* Start Page *

Based on Chapter 2 of [Hai17]

(Usage hints for this presentation)

Computer Structures and Operating Systems 2019
Dr. Jens Lechtenbörger (License Information)

DBIS Group
Prof. Dr. Gottfried Vossen
Chair for Computer Science
Dept. of Information Systems
WWU Münster, Germany

1 Introduction

1.1 OS Plan


1.2 Today’s Core Questions

  • What exactly are threads?
    • Why and for what are they used?
    • How can I inspect them?
    • How are they created in Java?
    • What impact does blocking or non-blocking I/O have on the use of threads?
    • How does switching between threads work?

1.3 Learning Objectives

  • Explain thread concept, thread switching, and multitasking
    • Including reasons for threads
      • With learning objectives for BattleThreads, rephrased from [HRB+03]
        • Explain distinctions between threads and processes
        • Explain advantages of a multithreaded organization in structuring applications and in performance
    • Including stack for housekeeping
    • Including states (after upcoming presentation)
  • Inspect threads on your system
  • Create threads in Java
  • Discuss differences between and use cases for blocking and non-blocking I/O

1.4 Retrieval practice

1.4.1 Informatik 1

What are interfaces and classes in Java, what is “this”?

* End Page *
* Start Task inputs *

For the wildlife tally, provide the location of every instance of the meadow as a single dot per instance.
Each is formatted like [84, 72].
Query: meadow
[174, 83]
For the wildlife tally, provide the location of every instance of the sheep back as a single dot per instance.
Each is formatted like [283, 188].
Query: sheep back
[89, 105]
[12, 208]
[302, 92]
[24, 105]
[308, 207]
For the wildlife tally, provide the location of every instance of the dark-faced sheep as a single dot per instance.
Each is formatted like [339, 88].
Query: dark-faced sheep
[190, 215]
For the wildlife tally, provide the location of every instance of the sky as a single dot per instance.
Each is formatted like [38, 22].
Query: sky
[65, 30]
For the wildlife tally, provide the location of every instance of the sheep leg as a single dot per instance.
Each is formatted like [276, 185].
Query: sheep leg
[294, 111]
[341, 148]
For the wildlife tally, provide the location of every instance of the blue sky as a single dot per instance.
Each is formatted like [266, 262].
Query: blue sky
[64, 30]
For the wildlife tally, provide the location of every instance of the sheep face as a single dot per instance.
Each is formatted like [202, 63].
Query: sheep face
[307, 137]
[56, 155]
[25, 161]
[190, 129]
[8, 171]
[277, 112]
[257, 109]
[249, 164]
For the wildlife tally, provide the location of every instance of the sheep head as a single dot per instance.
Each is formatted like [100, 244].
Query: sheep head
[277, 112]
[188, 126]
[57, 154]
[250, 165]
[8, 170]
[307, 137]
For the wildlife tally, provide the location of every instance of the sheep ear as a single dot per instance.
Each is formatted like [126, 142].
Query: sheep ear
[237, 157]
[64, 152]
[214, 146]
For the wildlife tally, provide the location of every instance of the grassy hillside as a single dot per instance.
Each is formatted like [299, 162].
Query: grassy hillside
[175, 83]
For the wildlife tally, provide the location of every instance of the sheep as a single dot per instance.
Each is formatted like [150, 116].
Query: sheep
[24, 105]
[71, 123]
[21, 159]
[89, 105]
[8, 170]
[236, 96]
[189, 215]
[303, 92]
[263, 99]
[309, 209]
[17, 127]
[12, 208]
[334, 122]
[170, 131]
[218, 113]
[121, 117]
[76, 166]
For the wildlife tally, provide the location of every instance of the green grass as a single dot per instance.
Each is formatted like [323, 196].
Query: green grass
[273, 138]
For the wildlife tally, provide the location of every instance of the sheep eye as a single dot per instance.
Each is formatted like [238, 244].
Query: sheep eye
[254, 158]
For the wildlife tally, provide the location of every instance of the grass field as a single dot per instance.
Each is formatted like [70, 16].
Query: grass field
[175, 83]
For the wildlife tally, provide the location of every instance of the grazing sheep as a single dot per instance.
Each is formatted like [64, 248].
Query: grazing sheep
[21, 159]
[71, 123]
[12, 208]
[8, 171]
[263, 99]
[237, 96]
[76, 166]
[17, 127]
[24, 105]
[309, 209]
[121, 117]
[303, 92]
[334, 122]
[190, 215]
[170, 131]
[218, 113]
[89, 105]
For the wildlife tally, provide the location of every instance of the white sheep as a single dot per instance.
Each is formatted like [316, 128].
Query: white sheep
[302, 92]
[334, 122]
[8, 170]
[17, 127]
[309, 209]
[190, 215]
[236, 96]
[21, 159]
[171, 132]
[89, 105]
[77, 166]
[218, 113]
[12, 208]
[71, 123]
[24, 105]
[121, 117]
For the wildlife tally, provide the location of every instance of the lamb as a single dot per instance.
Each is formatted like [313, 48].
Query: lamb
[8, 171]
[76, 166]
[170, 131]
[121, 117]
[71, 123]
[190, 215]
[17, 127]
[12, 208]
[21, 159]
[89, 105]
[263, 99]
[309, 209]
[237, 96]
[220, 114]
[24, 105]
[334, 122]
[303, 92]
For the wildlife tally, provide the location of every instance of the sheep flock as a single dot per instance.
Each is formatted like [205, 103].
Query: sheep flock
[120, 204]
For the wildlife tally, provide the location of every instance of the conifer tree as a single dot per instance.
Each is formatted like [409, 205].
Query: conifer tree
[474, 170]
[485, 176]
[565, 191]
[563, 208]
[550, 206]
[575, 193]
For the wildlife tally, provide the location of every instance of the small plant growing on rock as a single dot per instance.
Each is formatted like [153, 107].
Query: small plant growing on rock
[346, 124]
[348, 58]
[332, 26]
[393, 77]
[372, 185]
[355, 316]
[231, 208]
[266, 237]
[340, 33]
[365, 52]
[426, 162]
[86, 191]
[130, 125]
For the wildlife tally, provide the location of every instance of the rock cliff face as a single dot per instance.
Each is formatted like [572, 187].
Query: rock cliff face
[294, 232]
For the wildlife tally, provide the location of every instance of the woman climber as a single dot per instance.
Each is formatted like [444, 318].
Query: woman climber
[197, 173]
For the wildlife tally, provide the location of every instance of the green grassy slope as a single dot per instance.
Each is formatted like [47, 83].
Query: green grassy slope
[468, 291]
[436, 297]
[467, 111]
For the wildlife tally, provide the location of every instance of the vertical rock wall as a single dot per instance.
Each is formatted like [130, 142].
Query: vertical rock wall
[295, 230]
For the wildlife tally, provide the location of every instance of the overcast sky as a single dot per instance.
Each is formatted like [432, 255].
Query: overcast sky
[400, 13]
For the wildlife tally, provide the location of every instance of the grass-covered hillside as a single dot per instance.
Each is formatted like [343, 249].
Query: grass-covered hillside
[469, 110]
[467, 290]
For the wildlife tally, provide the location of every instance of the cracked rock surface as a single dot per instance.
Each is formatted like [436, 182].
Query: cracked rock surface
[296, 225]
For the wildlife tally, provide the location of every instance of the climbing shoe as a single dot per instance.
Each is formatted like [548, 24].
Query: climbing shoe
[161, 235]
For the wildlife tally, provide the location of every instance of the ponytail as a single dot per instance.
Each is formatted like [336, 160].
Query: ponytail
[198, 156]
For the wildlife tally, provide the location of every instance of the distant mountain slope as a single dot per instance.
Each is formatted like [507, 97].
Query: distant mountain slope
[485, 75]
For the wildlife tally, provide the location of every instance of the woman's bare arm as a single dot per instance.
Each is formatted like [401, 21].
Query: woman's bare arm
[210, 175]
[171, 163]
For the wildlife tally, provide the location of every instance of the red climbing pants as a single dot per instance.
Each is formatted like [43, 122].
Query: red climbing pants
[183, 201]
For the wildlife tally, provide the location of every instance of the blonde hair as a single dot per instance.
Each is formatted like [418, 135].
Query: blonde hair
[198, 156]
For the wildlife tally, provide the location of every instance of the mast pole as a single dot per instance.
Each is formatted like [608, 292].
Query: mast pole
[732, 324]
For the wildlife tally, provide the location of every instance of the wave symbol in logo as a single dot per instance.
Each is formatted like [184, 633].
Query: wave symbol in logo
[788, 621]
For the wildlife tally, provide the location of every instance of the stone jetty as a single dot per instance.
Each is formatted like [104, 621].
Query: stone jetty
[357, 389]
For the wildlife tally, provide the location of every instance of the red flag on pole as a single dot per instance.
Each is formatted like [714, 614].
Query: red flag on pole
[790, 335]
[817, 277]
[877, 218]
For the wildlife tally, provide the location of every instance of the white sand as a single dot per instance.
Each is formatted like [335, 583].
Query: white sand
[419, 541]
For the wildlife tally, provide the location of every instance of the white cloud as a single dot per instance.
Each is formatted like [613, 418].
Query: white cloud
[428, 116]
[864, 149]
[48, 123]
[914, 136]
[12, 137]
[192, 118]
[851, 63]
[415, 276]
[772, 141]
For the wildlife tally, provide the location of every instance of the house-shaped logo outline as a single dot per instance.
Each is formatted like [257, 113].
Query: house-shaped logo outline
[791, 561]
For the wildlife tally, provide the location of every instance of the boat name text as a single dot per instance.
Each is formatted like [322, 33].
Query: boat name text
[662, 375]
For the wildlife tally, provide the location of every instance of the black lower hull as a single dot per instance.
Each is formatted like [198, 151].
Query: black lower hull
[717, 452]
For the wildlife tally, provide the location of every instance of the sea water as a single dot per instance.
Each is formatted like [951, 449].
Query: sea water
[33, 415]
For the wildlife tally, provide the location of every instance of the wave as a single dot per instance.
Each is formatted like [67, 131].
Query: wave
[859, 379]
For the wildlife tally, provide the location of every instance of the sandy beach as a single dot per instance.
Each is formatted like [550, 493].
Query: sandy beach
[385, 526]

* End Task inputs *

▶ **Set task 1**:
List the questions given under "Today’s Core Questions" in the lecture notes on threads.
▶ **Set task 2**:
Please gather every line of the rows that holds the string "distant". Case counts.

▶ **Solution 1**:
- What exactly are threads?
- Why and for what are they used?
- How can I inspect them?
- How are they created in Java?
- What impact does blocking or non-blocking I/O have on the use of threads?
- How does switching between threads work?

▶ **Solution 2**:
For the wildlife tally, provide the location of every instance of the distant mountain slope as a single dot per instance.
Query: distant mountain slope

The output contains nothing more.